[Opening THE DATA section]

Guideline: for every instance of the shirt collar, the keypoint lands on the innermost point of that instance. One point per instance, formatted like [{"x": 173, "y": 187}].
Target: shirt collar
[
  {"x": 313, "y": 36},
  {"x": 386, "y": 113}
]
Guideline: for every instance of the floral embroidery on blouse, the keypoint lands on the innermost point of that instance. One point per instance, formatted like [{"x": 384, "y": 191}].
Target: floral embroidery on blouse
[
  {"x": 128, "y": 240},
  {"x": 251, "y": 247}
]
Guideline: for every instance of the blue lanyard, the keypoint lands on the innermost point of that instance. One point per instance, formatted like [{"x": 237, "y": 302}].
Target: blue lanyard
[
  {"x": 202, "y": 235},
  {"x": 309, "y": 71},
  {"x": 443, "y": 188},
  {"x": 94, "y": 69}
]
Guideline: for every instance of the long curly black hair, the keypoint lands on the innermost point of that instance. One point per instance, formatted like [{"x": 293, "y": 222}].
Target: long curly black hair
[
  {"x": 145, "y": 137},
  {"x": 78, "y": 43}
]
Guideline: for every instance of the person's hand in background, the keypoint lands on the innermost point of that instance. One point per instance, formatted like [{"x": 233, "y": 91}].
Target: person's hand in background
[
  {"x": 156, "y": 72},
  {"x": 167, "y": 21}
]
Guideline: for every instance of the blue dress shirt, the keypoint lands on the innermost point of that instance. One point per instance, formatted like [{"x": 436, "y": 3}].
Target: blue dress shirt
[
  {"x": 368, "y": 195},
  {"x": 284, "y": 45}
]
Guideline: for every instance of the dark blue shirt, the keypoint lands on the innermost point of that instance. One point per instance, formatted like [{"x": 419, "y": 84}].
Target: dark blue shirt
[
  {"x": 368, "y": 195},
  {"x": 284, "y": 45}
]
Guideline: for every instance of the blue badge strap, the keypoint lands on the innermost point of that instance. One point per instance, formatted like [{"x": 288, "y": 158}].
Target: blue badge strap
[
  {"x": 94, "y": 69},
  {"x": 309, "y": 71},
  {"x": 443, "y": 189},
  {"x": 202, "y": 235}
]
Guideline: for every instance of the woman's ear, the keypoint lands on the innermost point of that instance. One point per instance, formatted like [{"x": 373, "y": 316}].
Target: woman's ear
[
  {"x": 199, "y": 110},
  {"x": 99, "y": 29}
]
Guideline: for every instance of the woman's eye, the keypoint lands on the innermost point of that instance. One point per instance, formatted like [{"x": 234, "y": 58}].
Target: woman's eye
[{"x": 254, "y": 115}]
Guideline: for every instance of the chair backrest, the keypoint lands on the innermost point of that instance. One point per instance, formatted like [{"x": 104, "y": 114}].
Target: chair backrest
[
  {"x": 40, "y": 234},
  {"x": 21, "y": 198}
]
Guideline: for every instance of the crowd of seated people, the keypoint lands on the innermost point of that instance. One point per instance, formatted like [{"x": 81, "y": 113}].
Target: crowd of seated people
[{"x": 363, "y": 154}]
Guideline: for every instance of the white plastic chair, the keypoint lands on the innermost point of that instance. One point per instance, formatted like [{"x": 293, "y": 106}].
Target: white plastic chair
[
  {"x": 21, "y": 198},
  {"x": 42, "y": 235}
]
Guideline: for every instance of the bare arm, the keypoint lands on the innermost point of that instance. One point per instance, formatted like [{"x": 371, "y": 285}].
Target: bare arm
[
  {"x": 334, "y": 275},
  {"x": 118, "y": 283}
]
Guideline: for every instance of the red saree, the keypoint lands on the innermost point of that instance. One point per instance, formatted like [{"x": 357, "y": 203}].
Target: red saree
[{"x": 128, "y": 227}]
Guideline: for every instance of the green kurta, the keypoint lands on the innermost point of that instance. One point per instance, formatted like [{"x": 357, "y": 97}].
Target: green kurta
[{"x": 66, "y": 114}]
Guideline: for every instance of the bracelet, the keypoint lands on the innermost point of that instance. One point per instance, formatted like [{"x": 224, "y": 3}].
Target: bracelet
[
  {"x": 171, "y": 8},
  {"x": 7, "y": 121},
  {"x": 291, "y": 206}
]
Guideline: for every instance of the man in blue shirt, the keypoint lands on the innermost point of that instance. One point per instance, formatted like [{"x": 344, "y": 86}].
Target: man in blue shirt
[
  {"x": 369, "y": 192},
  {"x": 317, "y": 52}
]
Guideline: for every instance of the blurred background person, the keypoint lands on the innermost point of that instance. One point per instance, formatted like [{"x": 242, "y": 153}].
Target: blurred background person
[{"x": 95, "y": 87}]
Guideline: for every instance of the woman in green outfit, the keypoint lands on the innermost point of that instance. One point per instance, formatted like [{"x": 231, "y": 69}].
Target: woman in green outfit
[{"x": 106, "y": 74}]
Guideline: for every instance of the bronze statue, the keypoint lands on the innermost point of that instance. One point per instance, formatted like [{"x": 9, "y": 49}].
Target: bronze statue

[Closing THE DATA section]

> **PROBLEM DETAILS**
The whole listing above needs to be written out again exactly.

> **THE ANSWER**
Guideline: for every instance of the shirt collar, the keypoint lands on the innermost point of that instance. One point per instance, formatted like [{"x": 173, "y": 187}].
Target: shirt collar
[
  {"x": 313, "y": 36},
  {"x": 386, "y": 113}
]
Guideline: for every instance of the floral embroidery on blouse, the keypoint lands on the innermost point of that instance. One point per instance, formatted like [{"x": 384, "y": 191}].
Target: floral embroidery on blouse
[
  {"x": 128, "y": 240},
  {"x": 251, "y": 247}
]
Guideline: for every instance of the blue lanyard, the keypoint lands on the innermost point of that instance. One point per instance, formatted like [{"x": 237, "y": 302}].
Target: blue lanyard
[
  {"x": 202, "y": 235},
  {"x": 309, "y": 71},
  {"x": 443, "y": 188},
  {"x": 94, "y": 69}
]
Guideline: for every instance of the long curly black hair, the keypoint lands on the innermost point of that instance. One point per instance, formatted like [{"x": 293, "y": 222}].
Target: long curly black hair
[
  {"x": 145, "y": 137},
  {"x": 78, "y": 43}
]
Guideline: for every instance of the person's hand in background, the keypoint lands on the innermost point of that instance. One point per instance, formatted like [{"x": 233, "y": 91}].
Target: person's hand in background
[
  {"x": 156, "y": 72},
  {"x": 167, "y": 21}
]
Guideline: for every instance of the blue dress shirt, the keypoint lands on the innermost point of that instance. One point per instance, formatted like [{"x": 436, "y": 3}].
Target: blue dress shirt
[
  {"x": 368, "y": 195},
  {"x": 284, "y": 45}
]
Guideline: for every instance of the dark blue shirt, the keypoint lands on the innermost point of that instance. One point per instance, formatted like [{"x": 419, "y": 84}].
Target: dark blue shirt
[
  {"x": 368, "y": 195},
  {"x": 284, "y": 45}
]
Guideline: for every instance of the blue badge strap, the keypoint lands on the innermost point of that instance. One point per instance, formatted like [{"x": 288, "y": 158}].
Target: blue badge strap
[
  {"x": 94, "y": 69},
  {"x": 309, "y": 71},
  {"x": 443, "y": 189},
  {"x": 202, "y": 235}
]
Guideline: for every instance of the woman's ear, the keypoint lands on the innermost point of that instance. One point per instance, formatted like [{"x": 373, "y": 316}].
Target: woman's ear
[
  {"x": 199, "y": 110},
  {"x": 99, "y": 29}
]
Guideline: for every instance of the woman's eye, the keypoint lands on the innermost point of that instance. One point per instance, formatted like [{"x": 234, "y": 58}].
Target: woman's eye
[{"x": 254, "y": 115}]
Guideline: for every instance of the chair backrest, the keypoint lands on the innermost point of that instance. One point per instance, formatted like [{"x": 104, "y": 114}].
Target: chair backrest
[
  {"x": 40, "y": 234},
  {"x": 21, "y": 198}
]
Guideline: for every instance of the crowd of seated people, the keypoint lands on the innermost point of that instance. One point per instance, formatted like [{"x": 81, "y": 113}].
Target: crowd of seated people
[{"x": 363, "y": 154}]
Guideline: for every instance of the white plastic chair, the keypoint lands on the innermost point of that instance. One point per instance, formatted like [{"x": 293, "y": 106}].
Target: white plastic chair
[
  {"x": 21, "y": 198},
  {"x": 42, "y": 235}
]
Guideline: for every instance of the bare arm, the keypoint lands on the innermost point of that instance. One point per instance, formatted like [{"x": 371, "y": 285}].
Target: bare arm
[
  {"x": 334, "y": 275},
  {"x": 118, "y": 283}
]
Guideline: for every instance of the red saree, the keypoint lands on the innermost point of that instance. One point per instance, formatted like [{"x": 357, "y": 203}].
Target: red saree
[{"x": 128, "y": 227}]
Guideline: for every instance of the green kurta, the keypoint lands on the innermost point of that instance. One point per instance, formatted like [{"x": 357, "y": 97}].
Target: green kurta
[{"x": 66, "y": 114}]
Guideline: for every instance of the bracelet, the keypoint lands on the innermost point of that instance. One point per instance, formatted like [{"x": 224, "y": 3}].
Target: bracelet
[
  {"x": 171, "y": 8},
  {"x": 7, "y": 121},
  {"x": 291, "y": 206}
]
Guideline: for every instance of the man in blue shirt, the keypoint lands on the innermost point of that instance. One point per instance, formatted like [{"x": 344, "y": 86}].
Target: man in blue shirt
[
  {"x": 369, "y": 192},
  {"x": 317, "y": 52}
]
Guideline: for every instance of the blurred background person, the keypoint lands on the innermost point of that instance. One point per instance, formatted like [{"x": 242, "y": 153}].
Target: blurred background person
[{"x": 95, "y": 87}]
Guideline: for every instance of the woman in green outfit, the keypoint lands on the innermost point of that instance. One point per instance, formatted like [{"x": 231, "y": 69}].
Target: woman in green outfit
[{"x": 106, "y": 74}]
Guideline: for every instance of the bronze statue, the keypoint lands on the innermost point of that instance. One point per instance, formatted like [{"x": 9, "y": 49}].
Target: bronze statue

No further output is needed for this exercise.